Print the lines of the material below verbatim, starting from the line with "Mark every instance of the piano lid" up to and including the line with "<point>314,244</point>". Leave out all other lines.

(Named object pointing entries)

* START *

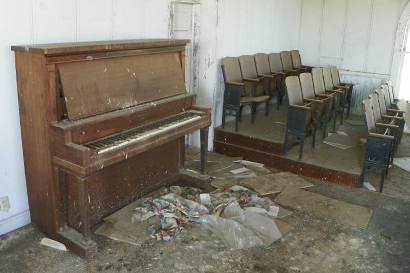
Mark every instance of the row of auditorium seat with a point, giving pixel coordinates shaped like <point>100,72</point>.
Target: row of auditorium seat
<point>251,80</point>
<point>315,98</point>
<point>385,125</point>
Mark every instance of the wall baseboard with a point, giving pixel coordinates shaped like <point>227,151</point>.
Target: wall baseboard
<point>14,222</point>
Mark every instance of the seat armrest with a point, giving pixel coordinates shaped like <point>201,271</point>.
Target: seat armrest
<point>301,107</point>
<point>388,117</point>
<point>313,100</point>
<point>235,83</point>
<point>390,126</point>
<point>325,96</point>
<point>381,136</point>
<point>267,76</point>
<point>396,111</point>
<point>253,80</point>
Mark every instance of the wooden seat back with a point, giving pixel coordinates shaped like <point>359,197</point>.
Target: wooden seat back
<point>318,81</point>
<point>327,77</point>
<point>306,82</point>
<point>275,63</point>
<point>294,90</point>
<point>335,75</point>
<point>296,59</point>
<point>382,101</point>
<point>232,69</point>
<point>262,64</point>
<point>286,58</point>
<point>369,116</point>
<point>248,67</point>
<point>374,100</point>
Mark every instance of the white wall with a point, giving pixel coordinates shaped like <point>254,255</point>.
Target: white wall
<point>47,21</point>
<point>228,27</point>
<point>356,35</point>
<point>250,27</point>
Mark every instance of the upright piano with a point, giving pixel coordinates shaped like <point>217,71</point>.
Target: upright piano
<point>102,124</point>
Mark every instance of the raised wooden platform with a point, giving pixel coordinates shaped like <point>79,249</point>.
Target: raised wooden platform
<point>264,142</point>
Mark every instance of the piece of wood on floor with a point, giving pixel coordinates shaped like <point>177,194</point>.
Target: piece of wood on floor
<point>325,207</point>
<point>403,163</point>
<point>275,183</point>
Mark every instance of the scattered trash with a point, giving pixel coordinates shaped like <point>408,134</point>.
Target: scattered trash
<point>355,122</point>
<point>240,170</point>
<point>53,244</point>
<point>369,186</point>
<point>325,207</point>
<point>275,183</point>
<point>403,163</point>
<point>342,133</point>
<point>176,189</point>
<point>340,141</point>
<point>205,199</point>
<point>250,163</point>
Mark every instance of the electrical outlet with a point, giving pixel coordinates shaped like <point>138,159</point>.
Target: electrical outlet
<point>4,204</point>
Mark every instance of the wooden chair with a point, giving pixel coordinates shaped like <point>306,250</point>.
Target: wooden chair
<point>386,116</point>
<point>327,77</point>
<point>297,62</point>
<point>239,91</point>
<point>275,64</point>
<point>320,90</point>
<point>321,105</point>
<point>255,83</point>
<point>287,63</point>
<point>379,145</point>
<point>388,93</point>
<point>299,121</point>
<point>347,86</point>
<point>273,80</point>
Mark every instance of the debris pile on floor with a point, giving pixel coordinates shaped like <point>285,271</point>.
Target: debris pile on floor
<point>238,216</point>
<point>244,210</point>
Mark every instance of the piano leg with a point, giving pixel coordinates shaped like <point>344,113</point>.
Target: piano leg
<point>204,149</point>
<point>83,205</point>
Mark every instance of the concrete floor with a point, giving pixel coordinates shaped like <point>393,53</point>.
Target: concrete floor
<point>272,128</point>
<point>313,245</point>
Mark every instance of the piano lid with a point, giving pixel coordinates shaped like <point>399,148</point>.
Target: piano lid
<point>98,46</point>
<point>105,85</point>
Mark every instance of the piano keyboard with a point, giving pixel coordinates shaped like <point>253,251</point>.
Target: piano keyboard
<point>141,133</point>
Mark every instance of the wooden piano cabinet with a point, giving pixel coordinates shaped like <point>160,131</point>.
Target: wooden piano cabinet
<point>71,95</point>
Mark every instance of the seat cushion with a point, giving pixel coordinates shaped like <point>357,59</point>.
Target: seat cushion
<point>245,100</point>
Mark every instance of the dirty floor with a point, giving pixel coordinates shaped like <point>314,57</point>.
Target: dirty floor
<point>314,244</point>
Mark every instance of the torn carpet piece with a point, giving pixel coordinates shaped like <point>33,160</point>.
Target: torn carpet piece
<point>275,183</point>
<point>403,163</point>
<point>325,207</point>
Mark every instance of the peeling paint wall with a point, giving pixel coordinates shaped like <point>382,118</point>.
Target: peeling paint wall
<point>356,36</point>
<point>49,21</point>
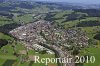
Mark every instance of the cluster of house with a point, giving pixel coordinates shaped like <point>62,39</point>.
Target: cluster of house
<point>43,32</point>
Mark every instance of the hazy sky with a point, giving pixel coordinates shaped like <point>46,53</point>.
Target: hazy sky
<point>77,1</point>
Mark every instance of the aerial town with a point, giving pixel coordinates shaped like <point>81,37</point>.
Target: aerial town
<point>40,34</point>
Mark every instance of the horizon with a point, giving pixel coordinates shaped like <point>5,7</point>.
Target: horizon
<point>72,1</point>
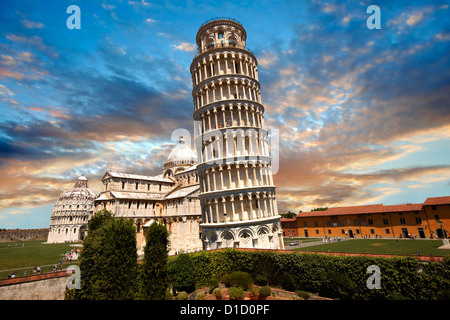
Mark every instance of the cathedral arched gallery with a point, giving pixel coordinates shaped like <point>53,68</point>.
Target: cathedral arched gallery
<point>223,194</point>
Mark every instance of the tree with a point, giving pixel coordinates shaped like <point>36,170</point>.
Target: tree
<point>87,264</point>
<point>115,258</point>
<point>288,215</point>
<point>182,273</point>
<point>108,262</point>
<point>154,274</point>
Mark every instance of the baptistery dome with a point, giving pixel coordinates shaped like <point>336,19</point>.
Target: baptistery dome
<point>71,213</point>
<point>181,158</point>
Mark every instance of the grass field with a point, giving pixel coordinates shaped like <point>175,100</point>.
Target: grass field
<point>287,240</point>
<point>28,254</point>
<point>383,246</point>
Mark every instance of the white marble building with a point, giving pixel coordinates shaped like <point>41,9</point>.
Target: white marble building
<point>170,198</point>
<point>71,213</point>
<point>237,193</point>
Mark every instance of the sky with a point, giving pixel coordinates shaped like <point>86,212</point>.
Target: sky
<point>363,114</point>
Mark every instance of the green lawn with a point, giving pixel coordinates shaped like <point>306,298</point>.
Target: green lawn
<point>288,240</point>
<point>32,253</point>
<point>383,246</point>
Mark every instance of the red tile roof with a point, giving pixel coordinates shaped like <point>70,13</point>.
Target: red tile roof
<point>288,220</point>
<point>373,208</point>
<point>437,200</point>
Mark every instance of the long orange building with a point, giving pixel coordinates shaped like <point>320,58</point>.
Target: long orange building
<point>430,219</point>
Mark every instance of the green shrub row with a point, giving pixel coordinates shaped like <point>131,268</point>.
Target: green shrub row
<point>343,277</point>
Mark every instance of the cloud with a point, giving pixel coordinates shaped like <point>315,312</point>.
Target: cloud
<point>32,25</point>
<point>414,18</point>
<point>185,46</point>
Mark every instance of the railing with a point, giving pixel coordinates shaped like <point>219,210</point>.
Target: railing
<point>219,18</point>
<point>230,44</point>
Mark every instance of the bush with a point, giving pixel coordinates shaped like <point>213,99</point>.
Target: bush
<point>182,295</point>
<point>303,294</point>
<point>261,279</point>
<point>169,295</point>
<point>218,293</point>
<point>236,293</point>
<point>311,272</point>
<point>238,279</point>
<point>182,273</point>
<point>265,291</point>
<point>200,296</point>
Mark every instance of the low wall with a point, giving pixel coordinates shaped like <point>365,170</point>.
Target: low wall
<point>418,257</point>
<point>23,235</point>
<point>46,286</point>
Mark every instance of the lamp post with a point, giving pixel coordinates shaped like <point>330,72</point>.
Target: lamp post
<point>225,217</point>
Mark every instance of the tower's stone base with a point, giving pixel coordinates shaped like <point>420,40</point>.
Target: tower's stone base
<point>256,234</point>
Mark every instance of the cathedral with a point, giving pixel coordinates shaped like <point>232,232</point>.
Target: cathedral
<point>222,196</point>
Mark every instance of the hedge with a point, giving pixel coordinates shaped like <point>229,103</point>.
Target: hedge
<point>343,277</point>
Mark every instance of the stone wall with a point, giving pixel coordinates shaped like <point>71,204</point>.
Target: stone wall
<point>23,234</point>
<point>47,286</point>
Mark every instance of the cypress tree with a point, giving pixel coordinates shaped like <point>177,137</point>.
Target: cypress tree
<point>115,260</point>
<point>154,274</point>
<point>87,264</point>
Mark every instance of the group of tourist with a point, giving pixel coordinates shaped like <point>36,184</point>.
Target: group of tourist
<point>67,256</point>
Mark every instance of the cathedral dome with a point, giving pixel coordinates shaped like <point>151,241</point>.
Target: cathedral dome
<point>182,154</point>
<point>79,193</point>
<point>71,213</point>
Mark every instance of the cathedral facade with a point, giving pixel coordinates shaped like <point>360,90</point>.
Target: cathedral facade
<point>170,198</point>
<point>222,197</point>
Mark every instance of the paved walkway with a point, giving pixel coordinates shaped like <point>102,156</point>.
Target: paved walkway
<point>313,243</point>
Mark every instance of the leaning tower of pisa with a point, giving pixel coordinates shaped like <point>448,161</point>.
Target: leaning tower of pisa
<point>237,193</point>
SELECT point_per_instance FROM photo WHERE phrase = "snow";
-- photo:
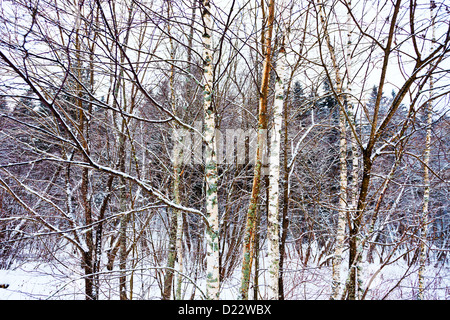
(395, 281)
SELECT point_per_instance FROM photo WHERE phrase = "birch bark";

* END *

▶ **SOLUTION FOR THIS EXERCISE**
Mark every instance of the piano lid with a point, giving pixel coordinates shaped like <point>399,148</point>.
Target: piano lid
<point>98,46</point>
<point>105,85</point>
Mark every instance of the piano keyboard with a point, giving pixel coordinates shaped like <point>253,251</point>.
Target: piano keyboard
<point>141,133</point>
Mark every instance of the wooden piano cabinet with a point, giving pixel coordinates shaped like <point>160,131</point>.
Target: wooden piano cabinet
<point>71,95</point>
Mark every instance of the seat cushion with a point, giving pixel coordinates shaped like <point>357,59</point>.
Target: seat cushion
<point>245,100</point>
Mark every instance of the dirty floor with a point, giving pixel coordinates shaped like <point>314,57</point>.
Target: dirty floor
<point>314,244</point>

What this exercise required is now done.